=== Records shown ===
——
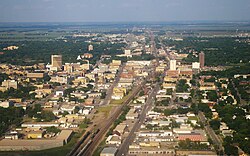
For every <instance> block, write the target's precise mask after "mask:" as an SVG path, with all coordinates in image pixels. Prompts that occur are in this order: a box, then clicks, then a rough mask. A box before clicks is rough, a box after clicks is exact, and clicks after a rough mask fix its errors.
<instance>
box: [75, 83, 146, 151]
mask: <svg viewBox="0 0 250 156" xmlns="http://www.w3.org/2000/svg"><path fill="white" fill-rule="evenodd" d="M142 86H143V84H142V85H139V86H137V87H136V88H135V89H134V90H133V91H132V94H131V95H130V97H129V98H128V99H127V100H126V101H124V103H123V104H122V105H121V106H119V107H118V109H117V110H116V111H114V112H113V113H112V114H111V115H110V117H109V118H108V119H107V120H106V122H103V124H101V125H98V126H97V127H96V128H99V129H100V131H99V132H98V133H97V134H96V135H95V137H94V138H93V139H92V142H91V143H90V144H89V146H88V147H87V148H86V150H85V151H84V152H82V154H81V155H82V156H90V155H92V154H93V152H94V151H95V149H96V148H97V146H98V145H99V143H100V142H101V141H102V140H103V137H104V136H105V134H106V132H107V131H108V130H109V128H110V127H111V126H112V124H113V123H114V121H115V120H116V119H117V118H118V117H119V115H120V114H121V112H122V108H123V107H124V106H125V105H127V104H128V103H129V102H130V101H131V100H133V97H135V96H136V95H137V94H138V93H139V91H140V90H141V88H142ZM81 147H83V146H81ZM77 151H80V150H77Z"/></svg>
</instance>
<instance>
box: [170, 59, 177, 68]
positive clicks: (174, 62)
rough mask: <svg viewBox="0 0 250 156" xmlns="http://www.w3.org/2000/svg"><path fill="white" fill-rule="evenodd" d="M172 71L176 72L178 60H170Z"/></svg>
mask: <svg viewBox="0 0 250 156" xmlns="http://www.w3.org/2000/svg"><path fill="white" fill-rule="evenodd" d="M170 70H176V60H170Z"/></svg>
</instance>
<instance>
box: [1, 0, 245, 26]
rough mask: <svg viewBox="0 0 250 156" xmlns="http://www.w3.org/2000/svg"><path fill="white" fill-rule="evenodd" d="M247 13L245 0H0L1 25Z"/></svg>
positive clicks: (220, 17)
mask: <svg viewBox="0 0 250 156" xmlns="http://www.w3.org/2000/svg"><path fill="white" fill-rule="evenodd" d="M239 10H240V11H239ZM249 13H250V1H247V0H242V1H240V2H238V1H233V0H221V1H215V0H211V1H209V2H208V1H204V0H202V1H198V0H190V1H184V0H176V1H173V0H157V2H155V1H152V0H138V1H131V0H129V1H121V0H118V1H114V0H108V1H105V2H103V1H100V0H93V1H84V2H82V1H79V0H74V1H68V0H63V1H59V0H35V1H31V0H23V1H22V2H21V1H17V0H11V1H6V0H3V1H2V2H1V4H0V21H1V22H124V21H129V22H130V21H131V22H133V21H138V22H142V21H150V22H156V21H200V20H205V21H249V20H250V18H249V16H248V15H249Z"/></svg>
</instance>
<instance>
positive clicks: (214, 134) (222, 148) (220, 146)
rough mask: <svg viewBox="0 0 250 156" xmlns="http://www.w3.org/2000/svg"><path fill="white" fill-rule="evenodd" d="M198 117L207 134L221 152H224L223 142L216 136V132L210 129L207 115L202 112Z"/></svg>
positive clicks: (210, 127) (198, 115) (218, 137)
mask: <svg viewBox="0 0 250 156" xmlns="http://www.w3.org/2000/svg"><path fill="white" fill-rule="evenodd" d="M198 117H199V119H200V121H201V122H202V123H203V125H204V128H205V130H206V132H207V134H208V135H209V136H210V138H211V139H212V141H213V143H214V145H216V146H218V148H219V149H218V150H219V151H223V146H222V141H221V140H220V139H219V137H218V136H217V135H216V134H215V132H214V130H213V129H212V128H211V127H210V125H208V124H207V119H206V117H205V115H204V114H203V113H202V112H199V113H198Z"/></svg>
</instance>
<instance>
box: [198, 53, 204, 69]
mask: <svg viewBox="0 0 250 156" xmlns="http://www.w3.org/2000/svg"><path fill="white" fill-rule="evenodd" d="M199 62H200V68H203V67H204V66H205V54H204V52H201V53H199Z"/></svg>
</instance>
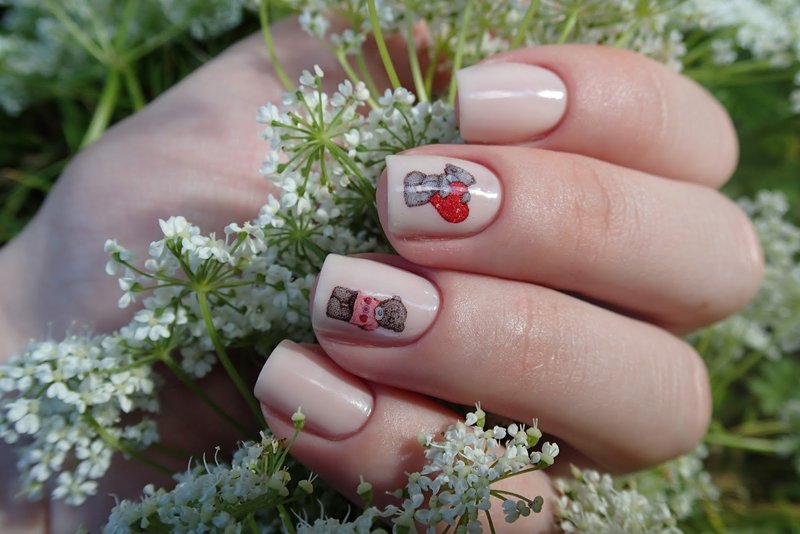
——
=== Problem to solve ===
Find every line in the rows above that contains the string "rough" and copy each of those lines in full.

=== Answer space ===
For every <instance> block, write the target's precise mask after "mask:" as an SVG path, with all coordinates in image pixels. Prompts that occur are in this order: a box, then clicks, then a rough mask. A box before clicks is rough, a box after clicks is exact, and clicks after a rough mask fix its errors.
rough mask: <svg viewBox="0 0 250 156" xmlns="http://www.w3.org/2000/svg"><path fill="white" fill-rule="evenodd" d="M172 71L176 72L178 60H170Z"/></svg>
rough mask: <svg viewBox="0 0 250 156" xmlns="http://www.w3.org/2000/svg"><path fill="white" fill-rule="evenodd" d="M247 13L245 0H0L1 25Z"/></svg>
rough mask: <svg viewBox="0 0 250 156" xmlns="http://www.w3.org/2000/svg"><path fill="white" fill-rule="evenodd" d="M198 117L207 134L221 152H224L223 142L216 136V132L210 129L207 115L202 112Z"/></svg>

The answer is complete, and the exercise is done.